The problem – The answer is to be an exact copy of the lines below running from the line with "box: [265, 258, 273, 371]" down to the line with "positive clicks: (338, 44)", both ends included, and nothing more.

Stored data –
※
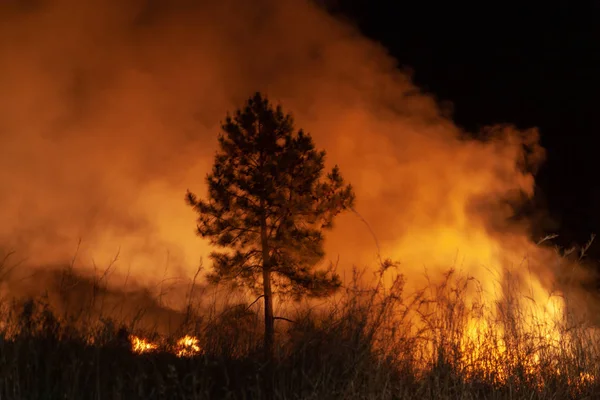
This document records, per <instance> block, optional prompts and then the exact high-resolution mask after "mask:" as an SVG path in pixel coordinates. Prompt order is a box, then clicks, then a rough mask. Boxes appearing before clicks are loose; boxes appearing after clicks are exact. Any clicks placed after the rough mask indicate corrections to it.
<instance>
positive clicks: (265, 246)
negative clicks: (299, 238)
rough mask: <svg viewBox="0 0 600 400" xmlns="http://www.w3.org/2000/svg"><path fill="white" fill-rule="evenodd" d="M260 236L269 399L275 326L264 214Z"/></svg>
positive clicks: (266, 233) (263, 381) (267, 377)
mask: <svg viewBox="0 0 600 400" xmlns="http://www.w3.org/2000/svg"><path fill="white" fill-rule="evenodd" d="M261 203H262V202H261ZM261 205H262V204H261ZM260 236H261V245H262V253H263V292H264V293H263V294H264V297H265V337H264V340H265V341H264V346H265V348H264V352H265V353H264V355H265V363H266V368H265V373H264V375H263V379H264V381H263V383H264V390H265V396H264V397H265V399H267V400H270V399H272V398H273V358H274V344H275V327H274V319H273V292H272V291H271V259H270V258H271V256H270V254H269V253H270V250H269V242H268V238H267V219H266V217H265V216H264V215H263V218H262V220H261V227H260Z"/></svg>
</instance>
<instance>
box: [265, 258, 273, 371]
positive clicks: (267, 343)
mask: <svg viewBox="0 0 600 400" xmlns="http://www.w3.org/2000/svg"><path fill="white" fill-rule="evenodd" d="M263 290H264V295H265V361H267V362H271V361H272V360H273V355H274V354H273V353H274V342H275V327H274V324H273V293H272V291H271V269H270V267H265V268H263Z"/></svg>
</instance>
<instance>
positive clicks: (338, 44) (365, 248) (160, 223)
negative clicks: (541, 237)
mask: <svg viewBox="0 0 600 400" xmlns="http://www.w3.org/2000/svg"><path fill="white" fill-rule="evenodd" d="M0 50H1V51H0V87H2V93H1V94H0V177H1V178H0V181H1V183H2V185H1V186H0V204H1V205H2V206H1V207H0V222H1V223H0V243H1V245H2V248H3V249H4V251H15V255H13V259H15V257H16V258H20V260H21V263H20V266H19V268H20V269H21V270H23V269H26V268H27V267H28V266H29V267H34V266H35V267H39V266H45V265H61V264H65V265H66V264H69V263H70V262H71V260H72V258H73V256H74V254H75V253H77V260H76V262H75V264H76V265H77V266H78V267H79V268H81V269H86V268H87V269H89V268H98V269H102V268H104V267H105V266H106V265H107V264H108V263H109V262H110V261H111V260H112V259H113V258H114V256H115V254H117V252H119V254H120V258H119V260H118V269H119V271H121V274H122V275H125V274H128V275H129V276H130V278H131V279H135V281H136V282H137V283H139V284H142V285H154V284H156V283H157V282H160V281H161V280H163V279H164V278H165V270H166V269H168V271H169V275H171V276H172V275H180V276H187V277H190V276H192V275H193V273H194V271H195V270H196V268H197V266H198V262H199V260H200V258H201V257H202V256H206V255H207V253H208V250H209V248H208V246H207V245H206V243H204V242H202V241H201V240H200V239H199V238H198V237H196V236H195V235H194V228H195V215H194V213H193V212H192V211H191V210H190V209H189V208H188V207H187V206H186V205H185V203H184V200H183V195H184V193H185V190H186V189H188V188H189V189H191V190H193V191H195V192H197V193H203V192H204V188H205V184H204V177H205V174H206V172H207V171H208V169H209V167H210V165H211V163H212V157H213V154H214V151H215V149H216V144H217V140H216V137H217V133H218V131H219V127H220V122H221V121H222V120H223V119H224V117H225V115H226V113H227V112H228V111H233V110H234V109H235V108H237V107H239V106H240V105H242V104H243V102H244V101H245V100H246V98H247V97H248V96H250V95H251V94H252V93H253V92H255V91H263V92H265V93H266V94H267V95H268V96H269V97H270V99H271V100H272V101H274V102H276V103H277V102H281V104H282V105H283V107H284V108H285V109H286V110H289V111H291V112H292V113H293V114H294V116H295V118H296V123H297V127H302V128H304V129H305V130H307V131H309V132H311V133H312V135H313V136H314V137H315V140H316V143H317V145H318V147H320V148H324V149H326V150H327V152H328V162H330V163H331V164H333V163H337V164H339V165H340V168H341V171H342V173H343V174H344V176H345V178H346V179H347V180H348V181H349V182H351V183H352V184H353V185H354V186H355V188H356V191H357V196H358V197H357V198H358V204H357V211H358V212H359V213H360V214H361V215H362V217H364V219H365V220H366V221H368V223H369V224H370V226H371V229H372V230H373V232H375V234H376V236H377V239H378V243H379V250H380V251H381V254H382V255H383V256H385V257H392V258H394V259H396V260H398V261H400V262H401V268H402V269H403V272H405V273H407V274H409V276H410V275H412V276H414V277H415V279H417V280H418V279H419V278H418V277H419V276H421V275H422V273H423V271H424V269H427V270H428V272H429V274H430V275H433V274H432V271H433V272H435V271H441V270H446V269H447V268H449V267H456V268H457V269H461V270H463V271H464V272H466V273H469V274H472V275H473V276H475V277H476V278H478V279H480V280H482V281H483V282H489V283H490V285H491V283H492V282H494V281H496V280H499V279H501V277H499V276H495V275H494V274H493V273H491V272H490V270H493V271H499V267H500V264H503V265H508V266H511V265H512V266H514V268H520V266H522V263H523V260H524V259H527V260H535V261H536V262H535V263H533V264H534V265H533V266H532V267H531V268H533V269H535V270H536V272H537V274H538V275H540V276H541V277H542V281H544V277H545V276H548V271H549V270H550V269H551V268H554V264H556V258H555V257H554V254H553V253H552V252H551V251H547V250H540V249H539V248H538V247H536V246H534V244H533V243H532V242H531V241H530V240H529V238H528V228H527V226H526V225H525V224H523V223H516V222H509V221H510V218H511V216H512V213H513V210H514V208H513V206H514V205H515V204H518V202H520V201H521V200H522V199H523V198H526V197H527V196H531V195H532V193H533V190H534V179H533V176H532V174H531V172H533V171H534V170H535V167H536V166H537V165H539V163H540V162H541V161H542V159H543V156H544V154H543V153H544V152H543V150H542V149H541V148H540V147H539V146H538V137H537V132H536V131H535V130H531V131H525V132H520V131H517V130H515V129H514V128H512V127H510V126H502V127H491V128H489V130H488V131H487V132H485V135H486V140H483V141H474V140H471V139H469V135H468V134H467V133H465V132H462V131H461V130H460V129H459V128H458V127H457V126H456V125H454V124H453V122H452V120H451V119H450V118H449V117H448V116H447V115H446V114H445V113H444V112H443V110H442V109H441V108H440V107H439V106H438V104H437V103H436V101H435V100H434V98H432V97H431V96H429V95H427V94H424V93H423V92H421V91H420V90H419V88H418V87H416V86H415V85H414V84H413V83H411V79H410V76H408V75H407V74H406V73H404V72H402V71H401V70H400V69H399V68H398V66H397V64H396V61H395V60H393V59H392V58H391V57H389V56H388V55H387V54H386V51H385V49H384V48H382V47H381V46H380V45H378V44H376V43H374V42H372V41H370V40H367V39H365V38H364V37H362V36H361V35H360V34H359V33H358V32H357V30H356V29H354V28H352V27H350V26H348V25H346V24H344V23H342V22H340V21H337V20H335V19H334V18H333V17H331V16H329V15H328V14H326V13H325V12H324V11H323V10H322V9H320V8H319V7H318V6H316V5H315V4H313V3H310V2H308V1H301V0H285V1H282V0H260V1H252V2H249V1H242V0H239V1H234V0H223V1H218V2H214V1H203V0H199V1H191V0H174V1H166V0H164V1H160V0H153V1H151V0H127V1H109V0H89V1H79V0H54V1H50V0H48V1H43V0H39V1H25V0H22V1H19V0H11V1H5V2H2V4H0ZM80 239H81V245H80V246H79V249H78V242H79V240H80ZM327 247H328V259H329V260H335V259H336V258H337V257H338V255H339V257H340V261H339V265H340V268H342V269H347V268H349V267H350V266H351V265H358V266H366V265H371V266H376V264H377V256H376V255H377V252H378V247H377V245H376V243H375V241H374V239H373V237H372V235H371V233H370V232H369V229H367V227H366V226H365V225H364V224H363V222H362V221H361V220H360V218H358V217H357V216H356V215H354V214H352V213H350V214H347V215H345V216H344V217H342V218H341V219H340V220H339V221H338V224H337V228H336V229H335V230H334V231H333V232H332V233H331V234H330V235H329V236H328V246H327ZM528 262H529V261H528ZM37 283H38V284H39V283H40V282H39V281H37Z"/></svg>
※
Response for this exercise –
box: [265, 258, 273, 371]
positive clicks: (267, 343)
mask: <svg viewBox="0 0 600 400" xmlns="http://www.w3.org/2000/svg"><path fill="white" fill-rule="evenodd" d="M263 290H264V295H265V361H267V362H271V361H272V360H273V355H274V354H273V353H274V342H275V327H274V324H273V293H272V291H271V269H270V267H265V268H263Z"/></svg>
</instance>
<instance>
positive clicks: (338, 44) (365, 248) (160, 223)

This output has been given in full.